» Task inputs
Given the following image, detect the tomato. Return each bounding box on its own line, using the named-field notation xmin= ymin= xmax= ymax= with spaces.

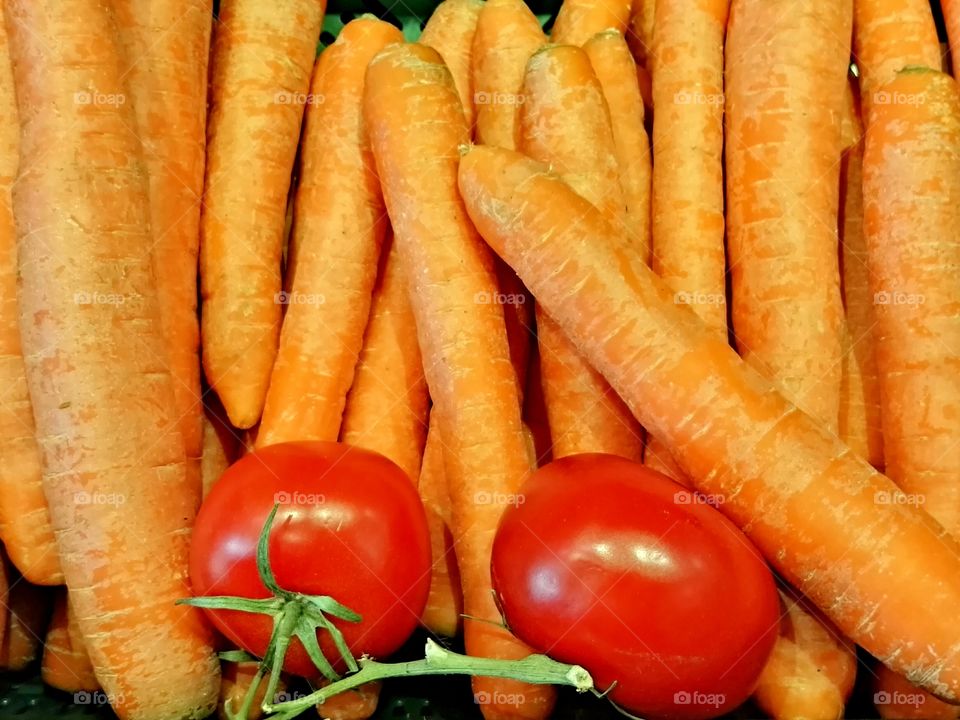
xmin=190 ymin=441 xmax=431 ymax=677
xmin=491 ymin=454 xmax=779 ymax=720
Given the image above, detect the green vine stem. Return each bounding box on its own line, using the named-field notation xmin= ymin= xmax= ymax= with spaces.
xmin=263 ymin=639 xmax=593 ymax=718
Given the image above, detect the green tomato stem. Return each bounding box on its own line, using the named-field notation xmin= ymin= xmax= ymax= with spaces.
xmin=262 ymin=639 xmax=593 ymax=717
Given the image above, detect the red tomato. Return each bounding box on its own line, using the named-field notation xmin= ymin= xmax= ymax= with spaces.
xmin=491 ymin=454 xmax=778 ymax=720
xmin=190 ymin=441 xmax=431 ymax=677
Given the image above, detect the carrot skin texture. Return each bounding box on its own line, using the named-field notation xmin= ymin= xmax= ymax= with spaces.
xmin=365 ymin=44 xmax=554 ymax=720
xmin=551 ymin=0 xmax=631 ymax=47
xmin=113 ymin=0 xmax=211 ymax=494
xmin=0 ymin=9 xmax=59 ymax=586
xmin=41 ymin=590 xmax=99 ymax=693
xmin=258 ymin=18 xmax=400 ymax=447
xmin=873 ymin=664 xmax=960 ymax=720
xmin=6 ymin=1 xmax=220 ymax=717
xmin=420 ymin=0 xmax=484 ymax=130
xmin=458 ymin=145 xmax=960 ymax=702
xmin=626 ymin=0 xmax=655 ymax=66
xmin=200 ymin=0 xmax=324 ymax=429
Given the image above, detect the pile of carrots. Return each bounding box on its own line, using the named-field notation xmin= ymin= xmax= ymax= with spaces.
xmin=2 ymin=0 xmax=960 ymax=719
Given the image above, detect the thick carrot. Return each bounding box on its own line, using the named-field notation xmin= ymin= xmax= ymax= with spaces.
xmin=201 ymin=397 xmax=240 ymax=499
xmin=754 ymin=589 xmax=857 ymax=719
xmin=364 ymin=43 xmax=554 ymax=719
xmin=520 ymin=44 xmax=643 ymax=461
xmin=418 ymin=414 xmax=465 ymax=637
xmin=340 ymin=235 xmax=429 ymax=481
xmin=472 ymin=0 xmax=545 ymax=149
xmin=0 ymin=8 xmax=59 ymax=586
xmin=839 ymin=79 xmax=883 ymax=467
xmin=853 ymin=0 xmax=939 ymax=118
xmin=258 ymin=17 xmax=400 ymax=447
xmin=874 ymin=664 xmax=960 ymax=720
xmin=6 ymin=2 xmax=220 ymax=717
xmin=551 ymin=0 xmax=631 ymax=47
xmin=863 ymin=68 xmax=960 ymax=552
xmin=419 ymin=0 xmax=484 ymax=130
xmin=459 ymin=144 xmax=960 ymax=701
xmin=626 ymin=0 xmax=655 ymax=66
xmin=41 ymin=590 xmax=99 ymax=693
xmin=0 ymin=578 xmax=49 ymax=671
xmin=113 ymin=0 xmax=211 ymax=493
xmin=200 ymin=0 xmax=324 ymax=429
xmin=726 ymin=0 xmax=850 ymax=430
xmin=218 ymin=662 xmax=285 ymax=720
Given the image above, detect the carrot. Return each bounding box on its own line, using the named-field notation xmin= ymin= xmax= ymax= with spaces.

» Task
To complete the exercise, return the listing above exactly and omit its pictures.

» Response area
Given the following image, detect the tomato. Return each bounding box on its own line, using the named-field notation xmin= ymin= xmax= ymax= with spaces.

xmin=190 ymin=441 xmax=431 ymax=677
xmin=491 ymin=454 xmax=779 ymax=720
Given the image above, detect the green vine stem. Return each bounding box on its own line, using the named-field notation xmin= ymin= xmax= ymax= with spaces.
xmin=263 ymin=639 xmax=593 ymax=718
Given the image above, detect the green tomato stem. Return each bounding box on its own line, using the named-field notation xmin= ymin= xmax= ymax= with spaces.
xmin=262 ymin=639 xmax=593 ymax=717
Given the image above, detect the red tomato. Return each bounding box on its own line, using the named-field notation xmin= ymin= xmax= ymax= with spaces.
xmin=491 ymin=454 xmax=778 ymax=720
xmin=190 ymin=441 xmax=431 ymax=677
Given the image above, detect the carrot skin texture. Return each bounding box on its own line, using the named-field notation xmin= ymin= xmax= ymax= with spaces.
xmin=365 ymin=44 xmax=554 ymax=720
xmin=551 ymin=0 xmax=631 ymax=47
xmin=113 ymin=0 xmax=211 ymax=494
xmin=0 ymin=9 xmax=59 ymax=586
xmin=41 ymin=590 xmax=99 ymax=693
xmin=258 ymin=18 xmax=400 ymax=447
xmin=873 ymin=664 xmax=960 ymax=720
xmin=6 ymin=1 xmax=220 ymax=717
xmin=420 ymin=0 xmax=484 ymax=130
xmin=458 ymin=145 xmax=960 ymax=702
xmin=626 ymin=0 xmax=655 ymax=66
xmin=200 ymin=0 xmax=324 ymax=429
Given the image above, detect the pile of carrots. Return each bounding box on its own line, using the named-field notation xmin= ymin= xmax= ymax= with spaces.
xmin=2 ymin=0 xmax=960 ymax=719
Given the image above, detect the thick carrot. Return each bounding box on its own line, using the named-field notation xmin= ymin= xmax= ymax= with spaces.
xmin=201 ymin=397 xmax=240 ymax=499
xmin=754 ymin=589 xmax=857 ymax=719
xmin=364 ymin=43 xmax=554 ymax=719
xmin=520 ymin=44 xmax=643 ymax=461
xmin=418 ymin=414 xmax=465 ymax=637
xmin=340 ymin=235 xmax=429 ymax=481
xmin=472 ymin=0 xmax=545 ymax=149
xmin=0 ymin=8 xmax=59 ymax=586
xmin=839 ymin=79 xmax=883 ymax=467
xmin=853 ymin=0 xmax=939 ymax=118
xmin=258 ymin=17 xmax=400 ymax=447
xmin=874 ymin=664 xmax=960 ymax=720
xmin=6 ymin=2 xmax=220 ymax=717
xmin=551 ymin=0 xmax=631 ymax=47
xmin=863 ymin=68 xmax=960 ymax=552
xmin=419 ymin=0 xmax=484 ymax=130
xmin=459 ymin=144 xmax=960 ymax=701
xmin=626 ymin=0 xmax=655 ymax=66
xmin=41 ymin=590 xmax=99 ymax=693
xmin=0 ymin=578 xmax=49 ymax=671
xmin=113 ymin=0 xmax=211 ymax=493
xmin=200 ymin=0 xmax=324 ymax=429
xmin=726 ymin=0 xmax=850 ymax=430
xmin=218 ymin=662 xmax=285 ymax=720
Given the image above, detect the carrot. Return each bounding box on its own line, using the named-field notation xmin= ymin= xmax= ymax= with spaces.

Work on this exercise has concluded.